• _Exercise directions_:
Copy out each line of the data that includes the string "shirt".

Entries supplied START

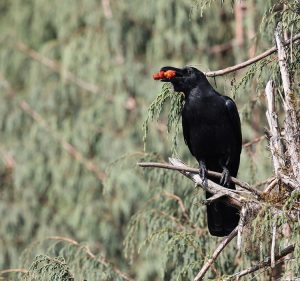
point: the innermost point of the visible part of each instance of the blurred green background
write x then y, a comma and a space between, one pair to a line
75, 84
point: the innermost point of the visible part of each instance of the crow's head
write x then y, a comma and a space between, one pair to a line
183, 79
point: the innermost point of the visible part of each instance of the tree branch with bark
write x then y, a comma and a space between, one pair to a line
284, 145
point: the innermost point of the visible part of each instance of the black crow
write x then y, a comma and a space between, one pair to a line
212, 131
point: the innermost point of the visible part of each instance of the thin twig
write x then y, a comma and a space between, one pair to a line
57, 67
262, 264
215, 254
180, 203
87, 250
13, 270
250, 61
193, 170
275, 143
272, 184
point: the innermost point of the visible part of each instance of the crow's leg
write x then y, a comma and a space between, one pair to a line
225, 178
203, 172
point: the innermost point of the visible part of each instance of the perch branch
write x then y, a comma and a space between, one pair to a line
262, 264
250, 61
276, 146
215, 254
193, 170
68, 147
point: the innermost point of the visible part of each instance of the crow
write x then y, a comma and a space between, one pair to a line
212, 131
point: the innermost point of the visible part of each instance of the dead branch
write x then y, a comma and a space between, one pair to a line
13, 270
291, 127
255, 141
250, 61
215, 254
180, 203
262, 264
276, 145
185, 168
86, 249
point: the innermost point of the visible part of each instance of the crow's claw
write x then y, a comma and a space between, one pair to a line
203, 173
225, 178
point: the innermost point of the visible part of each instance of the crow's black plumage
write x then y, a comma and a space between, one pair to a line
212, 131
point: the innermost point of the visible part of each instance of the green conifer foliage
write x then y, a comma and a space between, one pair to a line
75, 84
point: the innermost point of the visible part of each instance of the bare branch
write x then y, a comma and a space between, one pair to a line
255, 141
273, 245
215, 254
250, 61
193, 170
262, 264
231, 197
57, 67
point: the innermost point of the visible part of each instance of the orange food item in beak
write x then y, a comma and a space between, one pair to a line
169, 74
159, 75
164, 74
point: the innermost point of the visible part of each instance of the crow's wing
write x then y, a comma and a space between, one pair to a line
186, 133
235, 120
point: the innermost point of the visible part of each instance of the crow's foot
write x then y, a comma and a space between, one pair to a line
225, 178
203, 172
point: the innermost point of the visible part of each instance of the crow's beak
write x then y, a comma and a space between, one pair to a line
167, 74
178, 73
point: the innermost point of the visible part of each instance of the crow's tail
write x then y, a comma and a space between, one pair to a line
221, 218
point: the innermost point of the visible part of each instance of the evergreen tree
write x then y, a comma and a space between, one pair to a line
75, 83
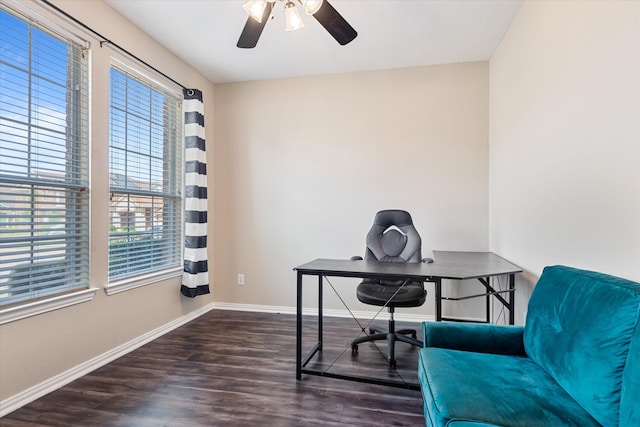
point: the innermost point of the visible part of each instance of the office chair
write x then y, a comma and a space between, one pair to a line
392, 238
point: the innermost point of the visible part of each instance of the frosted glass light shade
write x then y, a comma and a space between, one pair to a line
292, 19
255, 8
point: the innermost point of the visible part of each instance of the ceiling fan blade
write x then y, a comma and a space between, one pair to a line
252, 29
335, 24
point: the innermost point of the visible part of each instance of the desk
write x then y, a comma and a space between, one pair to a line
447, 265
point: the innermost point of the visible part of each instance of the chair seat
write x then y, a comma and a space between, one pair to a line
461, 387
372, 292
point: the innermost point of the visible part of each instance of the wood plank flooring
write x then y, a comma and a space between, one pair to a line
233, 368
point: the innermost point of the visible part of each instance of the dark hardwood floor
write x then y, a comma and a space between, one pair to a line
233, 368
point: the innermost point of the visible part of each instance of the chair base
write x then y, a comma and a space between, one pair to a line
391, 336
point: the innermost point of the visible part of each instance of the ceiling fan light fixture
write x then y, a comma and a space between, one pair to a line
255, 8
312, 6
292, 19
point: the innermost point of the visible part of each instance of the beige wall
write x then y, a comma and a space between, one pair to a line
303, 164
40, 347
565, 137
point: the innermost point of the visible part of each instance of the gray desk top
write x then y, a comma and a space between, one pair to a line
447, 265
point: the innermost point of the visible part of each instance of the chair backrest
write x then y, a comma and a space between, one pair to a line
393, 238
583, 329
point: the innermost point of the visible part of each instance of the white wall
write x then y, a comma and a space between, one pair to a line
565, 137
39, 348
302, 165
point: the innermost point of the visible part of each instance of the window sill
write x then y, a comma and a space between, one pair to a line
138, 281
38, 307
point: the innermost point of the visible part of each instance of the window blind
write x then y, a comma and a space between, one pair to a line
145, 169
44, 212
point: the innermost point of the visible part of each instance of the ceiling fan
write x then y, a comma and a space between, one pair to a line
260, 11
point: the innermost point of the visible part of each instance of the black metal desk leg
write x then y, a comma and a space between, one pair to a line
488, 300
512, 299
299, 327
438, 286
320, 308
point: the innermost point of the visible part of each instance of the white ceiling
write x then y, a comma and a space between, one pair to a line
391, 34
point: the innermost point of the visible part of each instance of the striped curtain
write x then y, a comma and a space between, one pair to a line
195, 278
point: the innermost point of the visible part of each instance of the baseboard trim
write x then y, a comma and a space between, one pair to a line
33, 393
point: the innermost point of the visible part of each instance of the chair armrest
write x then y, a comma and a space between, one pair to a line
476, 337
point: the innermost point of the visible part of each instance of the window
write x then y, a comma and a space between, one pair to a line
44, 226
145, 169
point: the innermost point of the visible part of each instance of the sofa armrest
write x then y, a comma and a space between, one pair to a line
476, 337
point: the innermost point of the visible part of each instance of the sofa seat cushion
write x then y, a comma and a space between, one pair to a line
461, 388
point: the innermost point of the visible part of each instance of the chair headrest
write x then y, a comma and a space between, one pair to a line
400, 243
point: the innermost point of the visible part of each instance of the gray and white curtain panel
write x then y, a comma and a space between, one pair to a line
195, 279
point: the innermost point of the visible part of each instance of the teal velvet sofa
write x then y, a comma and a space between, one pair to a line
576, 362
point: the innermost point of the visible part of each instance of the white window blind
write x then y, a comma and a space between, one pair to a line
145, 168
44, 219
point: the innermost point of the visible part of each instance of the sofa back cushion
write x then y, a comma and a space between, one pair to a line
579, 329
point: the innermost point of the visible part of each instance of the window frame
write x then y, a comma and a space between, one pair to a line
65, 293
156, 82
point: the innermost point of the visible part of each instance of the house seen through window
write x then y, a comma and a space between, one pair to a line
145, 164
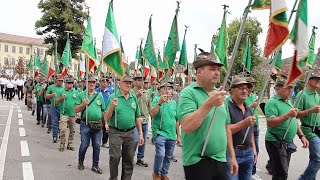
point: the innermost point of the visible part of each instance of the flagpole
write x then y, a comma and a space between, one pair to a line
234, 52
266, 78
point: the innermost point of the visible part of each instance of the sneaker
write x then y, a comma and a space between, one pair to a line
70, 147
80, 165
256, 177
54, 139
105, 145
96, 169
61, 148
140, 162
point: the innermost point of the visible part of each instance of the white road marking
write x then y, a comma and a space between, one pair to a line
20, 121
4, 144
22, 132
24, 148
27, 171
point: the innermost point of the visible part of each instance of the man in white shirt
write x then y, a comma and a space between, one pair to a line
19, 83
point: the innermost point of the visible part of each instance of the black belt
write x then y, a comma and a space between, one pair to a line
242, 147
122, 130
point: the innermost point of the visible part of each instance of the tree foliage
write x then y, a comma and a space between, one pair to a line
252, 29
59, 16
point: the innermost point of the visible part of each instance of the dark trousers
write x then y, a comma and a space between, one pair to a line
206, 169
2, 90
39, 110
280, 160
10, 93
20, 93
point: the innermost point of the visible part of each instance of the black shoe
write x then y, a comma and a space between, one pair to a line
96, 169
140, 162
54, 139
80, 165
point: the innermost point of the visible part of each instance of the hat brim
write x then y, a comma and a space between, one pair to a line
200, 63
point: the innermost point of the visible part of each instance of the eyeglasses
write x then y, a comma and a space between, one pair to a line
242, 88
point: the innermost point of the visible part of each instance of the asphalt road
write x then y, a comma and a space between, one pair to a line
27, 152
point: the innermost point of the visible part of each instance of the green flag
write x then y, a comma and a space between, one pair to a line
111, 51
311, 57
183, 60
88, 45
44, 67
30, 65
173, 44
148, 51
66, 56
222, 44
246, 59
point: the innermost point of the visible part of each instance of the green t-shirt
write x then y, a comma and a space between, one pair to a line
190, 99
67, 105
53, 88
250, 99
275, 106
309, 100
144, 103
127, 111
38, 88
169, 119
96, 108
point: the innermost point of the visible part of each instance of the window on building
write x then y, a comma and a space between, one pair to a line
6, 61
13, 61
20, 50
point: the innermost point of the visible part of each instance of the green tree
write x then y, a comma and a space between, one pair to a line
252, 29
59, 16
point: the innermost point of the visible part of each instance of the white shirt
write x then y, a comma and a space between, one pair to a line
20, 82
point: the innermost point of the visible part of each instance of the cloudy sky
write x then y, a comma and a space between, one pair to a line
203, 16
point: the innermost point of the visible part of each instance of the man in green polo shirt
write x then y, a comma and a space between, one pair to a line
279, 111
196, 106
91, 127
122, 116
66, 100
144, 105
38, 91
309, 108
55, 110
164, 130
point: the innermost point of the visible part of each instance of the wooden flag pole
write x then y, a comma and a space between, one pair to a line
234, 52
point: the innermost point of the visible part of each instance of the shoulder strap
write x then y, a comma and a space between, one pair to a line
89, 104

Entries supplied END

• _Reply to the exercise_:
point: the innermost point of the visible part of each instance of the man in white shirt
point: the innermost point of the visible part of each instance of the green t-shirt
point: the innermost point of the visible part of each instance of the white shirt
point: the innermost point of the visible part of each instance of the man in green polo shirt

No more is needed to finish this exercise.